** Start Records supplied **

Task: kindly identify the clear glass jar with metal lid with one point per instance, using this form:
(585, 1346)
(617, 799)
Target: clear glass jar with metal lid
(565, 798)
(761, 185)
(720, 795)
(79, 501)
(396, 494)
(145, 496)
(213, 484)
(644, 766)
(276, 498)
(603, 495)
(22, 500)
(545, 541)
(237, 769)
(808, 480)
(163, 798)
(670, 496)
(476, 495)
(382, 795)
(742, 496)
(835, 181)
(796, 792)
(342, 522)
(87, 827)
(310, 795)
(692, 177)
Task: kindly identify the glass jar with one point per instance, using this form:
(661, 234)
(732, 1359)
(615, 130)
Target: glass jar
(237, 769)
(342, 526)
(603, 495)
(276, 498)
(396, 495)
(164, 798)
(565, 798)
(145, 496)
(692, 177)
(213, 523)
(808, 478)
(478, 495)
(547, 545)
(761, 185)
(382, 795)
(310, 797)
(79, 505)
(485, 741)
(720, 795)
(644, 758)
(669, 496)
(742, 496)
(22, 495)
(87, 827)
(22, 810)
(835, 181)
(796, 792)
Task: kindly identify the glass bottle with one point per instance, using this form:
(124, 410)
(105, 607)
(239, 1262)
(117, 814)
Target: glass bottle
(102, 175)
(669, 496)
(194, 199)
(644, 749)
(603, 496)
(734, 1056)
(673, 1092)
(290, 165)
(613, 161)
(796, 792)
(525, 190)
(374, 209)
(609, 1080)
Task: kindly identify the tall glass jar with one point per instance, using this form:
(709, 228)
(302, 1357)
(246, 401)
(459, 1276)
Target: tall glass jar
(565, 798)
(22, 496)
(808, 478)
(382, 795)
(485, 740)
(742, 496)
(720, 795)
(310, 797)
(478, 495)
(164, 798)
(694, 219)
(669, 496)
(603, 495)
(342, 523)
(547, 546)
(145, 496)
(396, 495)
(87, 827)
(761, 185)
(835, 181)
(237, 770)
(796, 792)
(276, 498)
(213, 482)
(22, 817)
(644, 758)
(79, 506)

** End Records supplied **

Starting at the line that has "Task: kindly identify the tall" and running to the end of the records, write those lines out again with "tall glass jar" changed to "tall glass container" and everything else left as it is.

Answer for the task:
Task: kindly identify the tall glass container with one point per instance, using this form:
(709, 228)
(302, 1357)
(246, 401)
(459, 1276)
Target: tall glass container
(565, 798)
(22, 496)
(808, 478)
(382, 795)
(485, 740)
(742, 496)
(720, 795)
(310, 797)
(478, 495)
(164, 798)
(694, 219)
(669, 496)
(603, 495)
(342, 523)
(547, 546)
(145, 496)
(396, 495)
(87, 827)
(761, 185)
(835, 181)
(237, 770)
(796, 792)
(276, 498)
(213, 482)
(22, 817)
(644, 758)
(79, 506)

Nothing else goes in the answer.